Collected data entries

┄┄┄┄┄┄┄┄┄┄

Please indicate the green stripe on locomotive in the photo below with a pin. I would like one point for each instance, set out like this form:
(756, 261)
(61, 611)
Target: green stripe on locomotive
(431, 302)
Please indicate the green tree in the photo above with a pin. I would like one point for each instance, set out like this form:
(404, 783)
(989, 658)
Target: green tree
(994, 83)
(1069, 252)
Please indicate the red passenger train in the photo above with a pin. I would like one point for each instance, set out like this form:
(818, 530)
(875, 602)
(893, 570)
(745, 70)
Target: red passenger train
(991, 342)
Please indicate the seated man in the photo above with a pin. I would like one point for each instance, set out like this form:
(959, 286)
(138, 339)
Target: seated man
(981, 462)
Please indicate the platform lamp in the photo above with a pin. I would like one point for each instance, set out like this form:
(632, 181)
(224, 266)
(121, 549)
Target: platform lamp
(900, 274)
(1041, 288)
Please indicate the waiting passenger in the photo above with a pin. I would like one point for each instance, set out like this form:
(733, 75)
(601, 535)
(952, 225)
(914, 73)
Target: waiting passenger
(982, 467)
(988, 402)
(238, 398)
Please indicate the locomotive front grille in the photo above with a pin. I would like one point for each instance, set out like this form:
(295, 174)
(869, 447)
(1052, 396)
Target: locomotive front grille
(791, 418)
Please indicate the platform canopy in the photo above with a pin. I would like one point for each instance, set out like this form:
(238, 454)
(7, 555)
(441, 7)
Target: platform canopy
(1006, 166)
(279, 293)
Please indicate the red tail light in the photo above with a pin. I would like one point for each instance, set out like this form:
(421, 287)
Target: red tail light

┄┄┄┄┄┄┄┄┄┄

PROBLEM TO WORK ON
The entries above, copied exactly, form the whole answer.

ANSWER TO THIS PROBLEM
Please indicate the green stripe on locomotive in the photo below with a pin. I would like one point for each instance, set out like this form:
(756, 261)
(61, 611)
Target: green stripe on locomotive
(431, 302)
Please indicate the green tree in the photo above with a pin. I would like one point for each instance, set out like this form:
(404, 783)
(989, 658)
Target: green tree
(994, 83)
(1069, 252)
Please indicate the red passenger train in the photo above with a pin. I would like one point for each instance, set out like this form:
(818, 530)
(875, 602)
(893, 570)
(745, 70)
Target: red passenger train
(991, 342)
Please indicate the seated man in the photo above with a pin. I would like one point for each instance, set out like this form:
(959, 286)
(138, 339)
Target: seated man
(981, 462)
Please indicate the platform lamp in the photo above with a pin. I would like one point for each instance, set out like this form:
(632, 181)
(224, 266)
(121, 549)
Target: platform lamp
(900, 274)
(1041, 288)
Please indicate the waiting passenger in the photo above with a pin. I would like one point for each instance, set out like this form:
(733, 75)
(601, 535)
(952, 225)
(914, 73)
Target: waiting passenger
(982, 467)
(988, 402)
(238, 398)
Please indicate the locomotive front grille in the photo above with a pin. I would like one point for each instance, set out like this form:
(295, 174)
(869, 447)
(1052, 396)
Target: locomotive front grille
(791, 418)
Please indicate the platform canopy in the photo above with a pin. I would like one point for each instance, set out like this form:
(238, 454)
(7, 555)
(441, 7)
Target: platform canopy
(1006, 166)
(279, 293)
Please indicate the red tail light in the photo above with a pin. I would like one point for each instance, set out like this form:
(421, 287)
Target: red tail light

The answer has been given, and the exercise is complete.